I TUOI COMPITI
1 – Stabilisci se le affermazioni seguenti concordano con il testo su Franco Picco e la Dakar, rispondendo sì o no per ciascuna e citando alla lettera le parole del testo che decidono: (a) la Dakar si tiene ogni anno a gennaio; (b) nella categoria "Motul" i piloti possono contare su un'assistenza esterna; (c) quest'anno il percorso, in Arabia Saudita, era suddiviso in 12 tappe.
2 – Scrivi il seguito del testo su Franco Picco e la Dakar, riprendendo dopo la sua ultima frase.

TESTO FORNITO
((
A 65 anni, il grande motociclista vicentino Franco Picco ha portato a termine in solitaria una delle gare più faticose al mondo: il Rally Dakar. Picco, che non è nuovo ad imprese sportive di questo tipo, può contare su un’esperienza più che trentennale nel settore del Rally.
Uno sport estremo
Già nota come “Parigi-Dakar”, la corsa – nata nel 1979 – si tiene ogni anno a gennaio. Una sfida a tappe alla natura selvaggia, migliaia di km macinati in appena 15 giorni, in compagnia del proprio mezzo, di una mappa e di un segnalatore Gps. Alla competizione sono ammessi auto, moto, camion e quad, purché fuoristrada. Poco prima della partenza ai partecipanti viene fornito il Road Book, che contiene il percorso di gara, conosciuto fino a quel momento solo a grandi linee. Qualsiasi sopralluogo sul percorso nei giorni precedenti viene punito con la squalifica immediata.
Si dorme poco, solo lo stretto necessario, occupandosi giornalmente della manutenzione del mezzo. L’unica cosa che conti veramente. Quest’anno la competizione si è svolta dal 3 al 15 gennaio, lungo le piste del deserto dell’Arabia Saudita: oltre 7.600 km suddivisi in 12 tappe.
Una leggenda italiana
Franco Picco, soprannominato l’Africano, in sella alla sua Husqvarna FR450 Rally, è uno dei piloti che – agli inizi di quest’anno – hanno sfidato le dune del deserto.
Il pilota vicentino, veterano del rally estremo, si è iscritto alla gara nella categoria “Motul”, quella riservata ai più “tosti”, che gareggiano in solitaria, senza alcuna assistenza esterna. Il che vuol dire provvedere di persona alla manutenzione quotidiana della moto, riposando poche ore per notte. Sveglia all’alba, una rapida colazione e centinaia di km da percorrere senza perdersi né cadere fino al bivacco successivo. Con un piccolo kit di sopravvivenza al seguito e un equipaggiamento ridotto all’osso contro il sole, la pioggia e il freddo delle notti nel deserto.
Il valore dell’esperienza
«Inizialmente – come lui stesso ha raccontato ai giornalisti – gli organizzatori erano scettici ad iscrivermi nella categoria più dura a causa della mia età. Ma poiché nei rally l’esperienza conta quanto la prestanza atletica, alla fine hanno ceduto». Chiede – ed ottiene – che sul dorso della sua moto venga stampato il numero 65 come monito a se stesso, per ricordare che, in ogni caso, la prudenza è d’obbligo. E parte con in testa un solo obiettivo: arrivare in fondo. Arriva 11° nella sua categoria. Un successo straordinario che lo fa entrare a pieno diritto nel mito.
))
ESTRATTI DI DATI
((
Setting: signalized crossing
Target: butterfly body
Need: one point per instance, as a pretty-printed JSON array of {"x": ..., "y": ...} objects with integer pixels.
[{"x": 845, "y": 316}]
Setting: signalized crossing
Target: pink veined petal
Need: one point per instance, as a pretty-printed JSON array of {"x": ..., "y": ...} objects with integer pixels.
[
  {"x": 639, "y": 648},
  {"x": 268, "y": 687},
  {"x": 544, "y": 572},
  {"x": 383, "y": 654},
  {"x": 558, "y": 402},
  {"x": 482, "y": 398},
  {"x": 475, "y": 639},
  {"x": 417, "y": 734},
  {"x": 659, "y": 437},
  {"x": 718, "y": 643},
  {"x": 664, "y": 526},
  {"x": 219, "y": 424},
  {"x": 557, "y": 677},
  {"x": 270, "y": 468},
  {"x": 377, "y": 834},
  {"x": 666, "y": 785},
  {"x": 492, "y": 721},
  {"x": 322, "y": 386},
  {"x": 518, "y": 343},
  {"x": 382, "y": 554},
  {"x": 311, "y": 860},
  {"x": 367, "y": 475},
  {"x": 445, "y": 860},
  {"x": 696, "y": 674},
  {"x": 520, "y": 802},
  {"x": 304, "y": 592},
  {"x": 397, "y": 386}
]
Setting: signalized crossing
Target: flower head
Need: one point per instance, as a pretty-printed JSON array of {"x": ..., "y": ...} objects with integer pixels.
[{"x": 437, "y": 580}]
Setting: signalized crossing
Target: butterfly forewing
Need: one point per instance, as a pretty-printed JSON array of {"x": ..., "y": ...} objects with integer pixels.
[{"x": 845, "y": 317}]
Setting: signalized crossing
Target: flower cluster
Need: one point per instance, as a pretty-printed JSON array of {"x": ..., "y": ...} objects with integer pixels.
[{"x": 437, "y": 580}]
))
RISPOSTE AI COMPITI
1 –
(a) Sì: "si tiene ogni anno a gennaio".
(b) No: "che gareggiano in solitaria, senza alcuna assistenza esterna".
(c) Sì: "lungo le piste del deserto dell’Arabia Saudita: oltre 7.600 km suddivisi in 12 tappe".

2 –
Una vittoria per la longevità
Dopo un nutrito palmares di vittorie, questa volta Picco ha aggiunto un nuovo record alla gara, quello della longevità. Per la prima volta ammette di aver prestato più attenzione alla guida che al Road Book. Ma ha tenuto duro, nonostante la consapevolezza di non essersi potuto allenare come sempre prima di una gara. La pandemia infatti lo ha bloccato costringendolo a sfruttare al massimo le poche occasioni concesse per correre su una pista di motocross. L’esperienza trascorsa gli ha fornito però una marcia in più rispetto agli altri concorrenti più giovani, quando si è trattato di adattarsi al meglio ad ogni cambio di clima e di terreno.
Una competizione al limite
Picco ricorda bene gli esordi, quando correva con una bussola fissata sul manubrio e un rancio militare nello zaino. Quando l’intuito era tutto e le notizie arrivavano grazie ai collegamenti radio e alle agenzie stampa. Oggi la tecnologia permette di seguire le tappe in diretta e le moto sono dotate di veri e propri computer di bordo. La sicurezza è aumentata, ma il Rally Dakar resta pur sempre una gara estrema, purtroppo nota anche per il numero di incidenti mortali tra pubblico e partecipanti. Oggi però non c’è “ma” che tenga: il pilota vicentino, classe 1955, è entrato nella storia della Dakar.